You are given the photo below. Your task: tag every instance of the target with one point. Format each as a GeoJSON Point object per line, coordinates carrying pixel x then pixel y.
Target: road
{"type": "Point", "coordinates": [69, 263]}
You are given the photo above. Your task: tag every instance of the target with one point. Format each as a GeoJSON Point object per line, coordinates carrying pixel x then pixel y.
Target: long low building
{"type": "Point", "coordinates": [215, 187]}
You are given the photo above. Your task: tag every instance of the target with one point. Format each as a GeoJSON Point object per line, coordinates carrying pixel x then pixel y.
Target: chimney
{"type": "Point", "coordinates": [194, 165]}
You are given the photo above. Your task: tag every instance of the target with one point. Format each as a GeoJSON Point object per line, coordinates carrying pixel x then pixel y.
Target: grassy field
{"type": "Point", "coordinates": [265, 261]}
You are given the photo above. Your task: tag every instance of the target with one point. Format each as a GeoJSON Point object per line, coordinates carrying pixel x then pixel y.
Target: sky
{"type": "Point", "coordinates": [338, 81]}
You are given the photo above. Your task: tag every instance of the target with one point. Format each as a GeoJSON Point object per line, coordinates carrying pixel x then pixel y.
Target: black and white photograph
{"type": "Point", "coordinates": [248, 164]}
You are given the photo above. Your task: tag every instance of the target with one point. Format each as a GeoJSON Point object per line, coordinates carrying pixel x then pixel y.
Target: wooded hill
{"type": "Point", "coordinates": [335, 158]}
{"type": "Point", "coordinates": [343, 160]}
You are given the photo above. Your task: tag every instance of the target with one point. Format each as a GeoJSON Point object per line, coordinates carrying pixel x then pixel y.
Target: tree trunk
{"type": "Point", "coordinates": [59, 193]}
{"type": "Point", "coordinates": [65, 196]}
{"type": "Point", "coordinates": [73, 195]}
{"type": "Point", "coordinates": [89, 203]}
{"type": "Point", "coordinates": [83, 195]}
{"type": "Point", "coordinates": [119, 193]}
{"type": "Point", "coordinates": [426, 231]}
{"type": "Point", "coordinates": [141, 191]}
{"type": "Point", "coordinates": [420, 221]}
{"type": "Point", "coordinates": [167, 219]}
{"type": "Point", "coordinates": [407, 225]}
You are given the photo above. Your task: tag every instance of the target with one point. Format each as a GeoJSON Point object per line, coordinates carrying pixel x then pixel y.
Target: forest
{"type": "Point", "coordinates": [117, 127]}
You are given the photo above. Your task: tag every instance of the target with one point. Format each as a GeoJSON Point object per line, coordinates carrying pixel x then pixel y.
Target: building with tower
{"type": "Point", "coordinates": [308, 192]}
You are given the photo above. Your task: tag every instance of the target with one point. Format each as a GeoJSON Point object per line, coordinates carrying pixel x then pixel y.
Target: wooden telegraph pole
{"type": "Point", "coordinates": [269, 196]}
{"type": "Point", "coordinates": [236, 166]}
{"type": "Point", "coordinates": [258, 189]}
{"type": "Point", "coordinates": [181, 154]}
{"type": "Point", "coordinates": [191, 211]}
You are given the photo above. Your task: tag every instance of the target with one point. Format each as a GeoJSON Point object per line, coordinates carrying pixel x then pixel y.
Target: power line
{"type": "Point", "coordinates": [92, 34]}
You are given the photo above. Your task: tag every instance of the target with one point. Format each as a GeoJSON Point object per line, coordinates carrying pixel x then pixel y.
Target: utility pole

******************************

**Your objective**: Give every line of the material again, exactly as it reads.

**The output**:
You are given the photo below. Your task: tag every instance of the target with one point. Format each as a GeoJSON Point object per line, coordinates carrying pixel x then pixel y.
Target: road
{"type": "Point", "coordinates": [69, 263]}
You are given the photo above. Your task: tag every instance of the target with one point. Format each as a GeoJSON Point object per line, coordinates carrying pixel x then pixel y.
Target: long low building
{"type": "Point", "coordinates": [215, 187]}
You are given the photo above. Your task: tag every instance of the target with one point. Format each as a GeoJSON Point object per line, coordinates carrying pixel x then pixel y.
Target: chimney
{"type": "Point", "coordinates": [194, 165]}
You are given the photo above. Your task: tag every instance of the target with one point. Format each as a GeoJSON Point object per line, coordinates carrying pixel x then pixel y.
Target: grassy field
{"type": "Point", "coordinates": [265, 261]}
You are given the photo above. Your task: tag every instance of the target with one point. Format each as a GeoJSON Point object per line, coordinates carrying pixel x then pixel y.
Target: sky
{"type": "Point", "coordinates": [338, 81]}
You are given the photo above. Your task: tag every instance of the target with one point. Format each as a GeoJSON Point object per line, coordinates carrying pixel x then pixel y.
Target: black and white photograph
{"type": "Point", "coordinates": [248, 164]}
You are given the photo above. Your task: tag every instance of the target with one point. Format each as a GeoJSON Point object per line, coordinates carrying pixel x then pixel y.
Target: wooded hill
{"type": "Point", "coordinates": [335, 158]}
{"type": "Point", "coordinates": [343, 160]}
You are given the photo above. Your task: tag every instance of the target with one point. Format each as a GeoJSON Point object per line, coordinates carrying pixel x then pixel y.
Target: tree trunk
{"type": "Point", "coordinates": [59, 193]}
{"type": "Point", "coordinates": [65, 196]}
{"type": "Point", "coordinates": [73, 195]}
{"type": "Point", "coordinates": [89, 203]}
{"type": "Point", "coordinates": [83, 195]}
{"type": "Point", "coordinates": [119, 193]}
{"type": "Point", "coordinates": [426, 231]}
{"type": "Point", "coordinates": [141, 191]}
{"type": "Point", "coordinates": [420, 221]}
{"type": "Point", "coordinates": [167, 219]}
{"type": "Point", "coordinates": [407, 225]}
You are given the photo above. Your task: tag every instance of the target with one point. Format each as a GeoJSON Point object per line, coordinates carrying pixel x then pixel y.
Target: forest
{"type": "Point", "coordinates": [117, 127]}
You are given the photo above. Your task: tag every instance of the target with one point. Format each as a GeoJSON Point object per line, coordinates carrying pixel x then pixel y.
Target: building with tower
{"type": "Point", "coordinates": [308, 192]}
You are given the photo above. Your task: tag every instance of the target with one point. Format each as a GeoJSON Point object per line, coordinates carrying pixel x then pixel y.
Target: wooden telegraph pole
{"type": "Point", "coordinates": [269, 196]}
{"type": "Point", "coordinates": [236, 166]}
{"type": "Point", "coordinates": [258, 189]}
{"type": "Point", "coordinates": [181, 154]}
{"type": "Point", "coordinates": [191, 211]}
You are given the photo above. Your task: tag every instance of the target with one point. Format each as a GeoJSON Point object per line, coordinates carrying pixel x then pixel y.
Target: power line
{"type": "Point", "coordinates": [92, 34]}
You are given the photo above. Your task: tag every instance of the target with one point. Format each as a GeoJSON Point object per line, coordinates carrying pixel x then pixel y.
Target: utility pole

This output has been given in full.